(PROVIDED ENTRIES begins)
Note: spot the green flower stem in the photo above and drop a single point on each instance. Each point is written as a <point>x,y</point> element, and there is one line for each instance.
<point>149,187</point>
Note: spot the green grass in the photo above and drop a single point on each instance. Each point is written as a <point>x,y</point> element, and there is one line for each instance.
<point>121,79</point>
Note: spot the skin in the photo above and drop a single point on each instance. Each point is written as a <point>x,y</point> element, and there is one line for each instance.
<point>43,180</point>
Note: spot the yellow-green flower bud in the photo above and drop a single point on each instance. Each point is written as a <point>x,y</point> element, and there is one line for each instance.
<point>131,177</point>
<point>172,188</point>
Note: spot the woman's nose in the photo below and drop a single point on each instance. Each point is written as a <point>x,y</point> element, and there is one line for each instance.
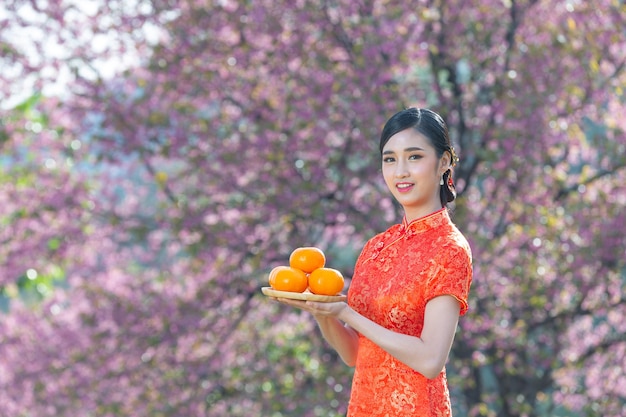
(PROVIDED ENTRIES ends)
Retype the lines above exactly, no pictures.

→ **ANSWER FOR THE TASK**
Note: spot the green flower stem in the photo above and drop a single point on each instance. Each point is written as a <point>x,y</point> element, and there is one line for each instance.
<point>149,187</point>
Note: spot the green grass in the photo above and drop a single point on each instance. Each point is written as a <point>x,y</point> element, and there is one line for each instance.
<point>121,79</point>
Note: spot the skin in the photo above and drop a single point on each instance. Each point is written as a <point>x,y</point> element, and there is one line for each instance.
<point>43,180</point>
Note: spot the yellow-green flower bud in the photo above and drop a single point on each instance. Each point is written as a <point>x,y</point> element, and there is one line for each instance.
<point>131,177</point>
<point>172,188</point>
Note: spot the woman's nose in the photo below and drop a single point on each instance. Each point is written as a <point>x,y</point> element, and there is one line for each instance.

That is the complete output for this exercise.